Print, word for word, the portion of the Hive installation tutorial that opens with the words containing "Please follow the" and closes with "the below link.".

##### READING PASSAGE #####

The objective of this tutorial is to describe step by step process to install Hive (Version apache-hive-3.1.2-bin.tar.gz ) on Hadoop 3.1.2 version and the OS which we are using is Ubuntu 18.04.4 LTS (Bionic Beaver), once the installation is completed you can play with Hive.

Platform

  • Operating System (OS). You can use Ubuntu 18.04.4 LTS version or later version, also you can use other flavors of Linux systems like Redhat, CentOS, etc.
  • Hadoop. We have already installed Hadoop 3.1.2 version on which we will run Hive (Please refer to the "Hadoop Installation on Single Node” tutorial and install Hadoop first before proceeding with Hive installation.)
  • Hive. We have used the Apache Hive-3.1.2 version, you can use Cloudera distribution or other distribution as well.

Download Software

  • Hive
  • http://archive.apache.org/dist/hive/hive-3.1.2/apache-hive-3.1.2-bin.tar.gz


Steps to Install Apache Hive version(3.1.2) on Ubuntu 18.04.4 LTS

Please follow the below steps to install Hive.

    Step 1. Since we are configuring the Solr on the Hadoop environment in this case the Hadoop should be installed on the system.


    Step 2. Please verify if Java is installed.


    Step 3. Please download Hive 3.1.2 from the below link.

##### DATASET #####

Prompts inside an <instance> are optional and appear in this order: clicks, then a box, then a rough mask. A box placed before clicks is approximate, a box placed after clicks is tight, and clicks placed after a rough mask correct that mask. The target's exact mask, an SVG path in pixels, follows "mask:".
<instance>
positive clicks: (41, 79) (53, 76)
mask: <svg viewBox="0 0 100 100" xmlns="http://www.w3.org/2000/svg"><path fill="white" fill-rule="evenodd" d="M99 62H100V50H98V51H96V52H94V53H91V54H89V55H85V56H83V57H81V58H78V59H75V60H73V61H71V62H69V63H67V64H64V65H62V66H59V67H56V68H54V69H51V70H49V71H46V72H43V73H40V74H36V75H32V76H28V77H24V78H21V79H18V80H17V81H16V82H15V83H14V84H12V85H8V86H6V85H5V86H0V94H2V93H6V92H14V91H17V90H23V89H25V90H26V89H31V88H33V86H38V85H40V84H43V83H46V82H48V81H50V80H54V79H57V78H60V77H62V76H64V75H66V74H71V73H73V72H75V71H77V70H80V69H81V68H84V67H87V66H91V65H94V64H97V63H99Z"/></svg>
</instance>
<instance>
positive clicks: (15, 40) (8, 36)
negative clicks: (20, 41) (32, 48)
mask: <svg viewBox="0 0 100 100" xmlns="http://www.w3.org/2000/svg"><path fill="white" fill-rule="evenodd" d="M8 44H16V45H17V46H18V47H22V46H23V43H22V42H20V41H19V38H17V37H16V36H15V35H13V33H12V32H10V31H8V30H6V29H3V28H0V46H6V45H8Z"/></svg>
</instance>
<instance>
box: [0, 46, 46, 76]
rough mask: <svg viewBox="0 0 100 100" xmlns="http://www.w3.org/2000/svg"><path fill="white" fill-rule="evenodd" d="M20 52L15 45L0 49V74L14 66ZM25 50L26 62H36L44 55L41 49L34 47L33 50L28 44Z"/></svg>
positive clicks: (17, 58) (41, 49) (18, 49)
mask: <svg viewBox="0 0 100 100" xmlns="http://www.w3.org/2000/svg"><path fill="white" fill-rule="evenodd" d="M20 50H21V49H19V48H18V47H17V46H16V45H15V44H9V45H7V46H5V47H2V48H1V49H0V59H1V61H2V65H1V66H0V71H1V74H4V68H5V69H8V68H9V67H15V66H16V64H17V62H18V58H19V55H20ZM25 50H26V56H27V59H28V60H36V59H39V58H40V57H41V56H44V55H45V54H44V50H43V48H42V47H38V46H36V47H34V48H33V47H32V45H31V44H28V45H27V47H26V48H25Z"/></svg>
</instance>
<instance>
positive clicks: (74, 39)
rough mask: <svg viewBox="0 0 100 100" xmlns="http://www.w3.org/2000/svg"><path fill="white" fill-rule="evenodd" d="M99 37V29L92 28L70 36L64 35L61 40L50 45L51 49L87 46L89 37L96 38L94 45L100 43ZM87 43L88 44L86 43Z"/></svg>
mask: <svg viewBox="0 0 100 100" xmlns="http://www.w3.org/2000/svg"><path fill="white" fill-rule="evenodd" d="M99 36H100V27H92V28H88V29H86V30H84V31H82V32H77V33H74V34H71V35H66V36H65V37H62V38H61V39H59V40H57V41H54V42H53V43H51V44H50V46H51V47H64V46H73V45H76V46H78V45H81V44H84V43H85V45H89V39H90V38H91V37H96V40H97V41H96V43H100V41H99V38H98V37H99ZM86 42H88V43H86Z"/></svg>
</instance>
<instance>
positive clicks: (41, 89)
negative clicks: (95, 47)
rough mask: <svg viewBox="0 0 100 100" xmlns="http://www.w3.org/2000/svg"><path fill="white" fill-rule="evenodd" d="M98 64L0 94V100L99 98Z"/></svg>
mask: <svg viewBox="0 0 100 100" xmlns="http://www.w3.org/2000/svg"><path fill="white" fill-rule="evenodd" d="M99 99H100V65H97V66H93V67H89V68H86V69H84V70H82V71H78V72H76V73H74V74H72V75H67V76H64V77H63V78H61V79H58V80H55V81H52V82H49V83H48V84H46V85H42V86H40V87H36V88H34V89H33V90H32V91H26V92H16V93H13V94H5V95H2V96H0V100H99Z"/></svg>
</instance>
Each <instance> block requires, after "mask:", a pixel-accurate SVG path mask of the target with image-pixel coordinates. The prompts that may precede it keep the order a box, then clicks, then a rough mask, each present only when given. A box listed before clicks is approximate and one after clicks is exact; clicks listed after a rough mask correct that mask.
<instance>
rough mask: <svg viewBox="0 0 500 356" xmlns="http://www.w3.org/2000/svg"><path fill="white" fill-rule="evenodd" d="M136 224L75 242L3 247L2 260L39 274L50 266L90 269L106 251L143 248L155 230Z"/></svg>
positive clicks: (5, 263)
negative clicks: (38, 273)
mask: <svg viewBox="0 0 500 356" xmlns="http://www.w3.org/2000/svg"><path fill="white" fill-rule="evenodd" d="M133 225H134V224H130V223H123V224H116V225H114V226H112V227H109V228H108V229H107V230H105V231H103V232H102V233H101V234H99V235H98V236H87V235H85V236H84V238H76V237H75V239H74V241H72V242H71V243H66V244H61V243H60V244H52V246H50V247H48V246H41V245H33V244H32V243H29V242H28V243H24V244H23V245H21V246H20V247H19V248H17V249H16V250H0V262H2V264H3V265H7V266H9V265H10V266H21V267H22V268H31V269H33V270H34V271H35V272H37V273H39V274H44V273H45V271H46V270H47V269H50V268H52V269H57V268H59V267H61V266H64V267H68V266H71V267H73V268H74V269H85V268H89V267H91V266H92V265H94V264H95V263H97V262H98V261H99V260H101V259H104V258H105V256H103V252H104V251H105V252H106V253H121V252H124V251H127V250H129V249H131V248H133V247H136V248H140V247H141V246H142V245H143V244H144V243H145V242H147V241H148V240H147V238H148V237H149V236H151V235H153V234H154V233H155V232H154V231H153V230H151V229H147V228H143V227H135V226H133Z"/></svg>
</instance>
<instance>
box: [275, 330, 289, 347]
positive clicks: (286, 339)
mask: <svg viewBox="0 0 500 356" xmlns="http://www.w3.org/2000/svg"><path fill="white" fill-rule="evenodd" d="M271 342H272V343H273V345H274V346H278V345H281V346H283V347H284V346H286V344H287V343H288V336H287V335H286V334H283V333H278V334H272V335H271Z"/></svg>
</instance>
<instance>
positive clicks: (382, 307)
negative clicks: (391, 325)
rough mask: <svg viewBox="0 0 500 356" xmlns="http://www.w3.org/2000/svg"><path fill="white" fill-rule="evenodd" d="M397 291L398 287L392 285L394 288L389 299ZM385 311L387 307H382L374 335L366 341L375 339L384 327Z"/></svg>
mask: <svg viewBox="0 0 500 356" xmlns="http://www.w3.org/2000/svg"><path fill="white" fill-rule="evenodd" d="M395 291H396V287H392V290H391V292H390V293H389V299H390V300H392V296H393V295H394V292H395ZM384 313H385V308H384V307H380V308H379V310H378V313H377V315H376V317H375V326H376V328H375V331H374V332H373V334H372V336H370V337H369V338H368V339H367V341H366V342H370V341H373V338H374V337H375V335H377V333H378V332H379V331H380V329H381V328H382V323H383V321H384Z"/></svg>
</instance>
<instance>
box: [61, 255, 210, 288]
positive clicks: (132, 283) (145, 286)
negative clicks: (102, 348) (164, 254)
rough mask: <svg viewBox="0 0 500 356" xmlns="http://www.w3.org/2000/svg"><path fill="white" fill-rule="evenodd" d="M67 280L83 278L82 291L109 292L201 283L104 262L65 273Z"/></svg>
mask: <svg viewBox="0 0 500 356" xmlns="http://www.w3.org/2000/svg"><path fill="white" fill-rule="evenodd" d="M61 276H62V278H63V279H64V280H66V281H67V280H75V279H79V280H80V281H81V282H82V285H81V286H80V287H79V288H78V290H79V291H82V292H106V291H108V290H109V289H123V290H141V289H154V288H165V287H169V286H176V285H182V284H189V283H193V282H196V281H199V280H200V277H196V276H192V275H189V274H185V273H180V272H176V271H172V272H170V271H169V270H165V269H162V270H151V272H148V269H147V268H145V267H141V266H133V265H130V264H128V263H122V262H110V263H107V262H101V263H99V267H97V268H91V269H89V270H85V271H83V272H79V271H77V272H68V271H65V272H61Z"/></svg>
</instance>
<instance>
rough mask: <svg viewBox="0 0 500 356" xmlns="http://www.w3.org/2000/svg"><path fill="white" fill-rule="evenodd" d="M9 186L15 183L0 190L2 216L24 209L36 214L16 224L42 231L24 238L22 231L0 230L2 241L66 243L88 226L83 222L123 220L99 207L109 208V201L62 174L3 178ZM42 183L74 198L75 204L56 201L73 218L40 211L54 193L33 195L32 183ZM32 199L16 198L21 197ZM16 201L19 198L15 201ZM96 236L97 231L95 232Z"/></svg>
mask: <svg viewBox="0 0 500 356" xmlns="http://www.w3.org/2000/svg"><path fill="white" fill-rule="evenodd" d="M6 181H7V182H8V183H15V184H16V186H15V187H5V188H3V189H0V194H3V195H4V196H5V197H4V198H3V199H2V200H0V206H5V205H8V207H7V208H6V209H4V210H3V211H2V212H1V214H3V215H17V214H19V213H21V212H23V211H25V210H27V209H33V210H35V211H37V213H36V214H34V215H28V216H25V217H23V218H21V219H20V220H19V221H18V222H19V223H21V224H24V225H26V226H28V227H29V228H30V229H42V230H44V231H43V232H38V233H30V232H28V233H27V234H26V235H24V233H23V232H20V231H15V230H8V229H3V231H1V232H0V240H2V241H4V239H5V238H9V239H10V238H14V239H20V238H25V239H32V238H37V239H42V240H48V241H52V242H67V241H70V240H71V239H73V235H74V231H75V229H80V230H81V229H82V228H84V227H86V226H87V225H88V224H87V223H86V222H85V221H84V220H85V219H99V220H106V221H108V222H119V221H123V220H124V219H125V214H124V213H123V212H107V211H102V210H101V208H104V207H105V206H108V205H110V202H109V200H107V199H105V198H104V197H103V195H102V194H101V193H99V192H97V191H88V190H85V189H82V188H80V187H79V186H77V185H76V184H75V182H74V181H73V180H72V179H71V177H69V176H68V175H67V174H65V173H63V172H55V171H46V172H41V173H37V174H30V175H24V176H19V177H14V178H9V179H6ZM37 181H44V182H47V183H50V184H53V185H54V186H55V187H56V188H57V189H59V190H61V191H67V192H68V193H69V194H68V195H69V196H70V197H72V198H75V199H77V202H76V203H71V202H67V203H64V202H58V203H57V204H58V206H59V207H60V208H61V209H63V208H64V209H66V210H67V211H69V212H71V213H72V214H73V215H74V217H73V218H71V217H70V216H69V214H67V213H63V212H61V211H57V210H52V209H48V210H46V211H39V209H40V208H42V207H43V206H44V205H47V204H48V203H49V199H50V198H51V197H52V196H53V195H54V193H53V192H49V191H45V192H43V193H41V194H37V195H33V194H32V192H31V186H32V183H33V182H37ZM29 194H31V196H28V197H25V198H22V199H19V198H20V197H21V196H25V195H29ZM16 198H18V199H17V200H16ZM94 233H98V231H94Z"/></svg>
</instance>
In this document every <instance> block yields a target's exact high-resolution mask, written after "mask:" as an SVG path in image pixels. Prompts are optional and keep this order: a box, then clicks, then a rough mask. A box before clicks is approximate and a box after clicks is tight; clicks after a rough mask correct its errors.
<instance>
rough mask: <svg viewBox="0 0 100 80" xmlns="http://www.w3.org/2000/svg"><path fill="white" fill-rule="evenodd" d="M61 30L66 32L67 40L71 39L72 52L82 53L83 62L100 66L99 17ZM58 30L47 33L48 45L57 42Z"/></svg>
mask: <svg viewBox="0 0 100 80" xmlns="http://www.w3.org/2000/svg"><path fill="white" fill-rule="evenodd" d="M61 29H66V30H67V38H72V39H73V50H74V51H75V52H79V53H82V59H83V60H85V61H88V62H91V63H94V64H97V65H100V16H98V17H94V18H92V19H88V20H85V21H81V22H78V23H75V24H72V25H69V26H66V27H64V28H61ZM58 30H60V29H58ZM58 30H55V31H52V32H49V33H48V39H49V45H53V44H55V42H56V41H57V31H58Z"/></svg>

#####

:: COMPLETED EXERCISE ::
Please follow the below steps to install Hive.

    Step 1. Since we are configuring the Solr on the Hadoop environment in this case the Hadoop should be installed on the system.


    Step 2. Please verify if Java is installed.


    Step 3. Please download Hive 3.1.2 from the below link.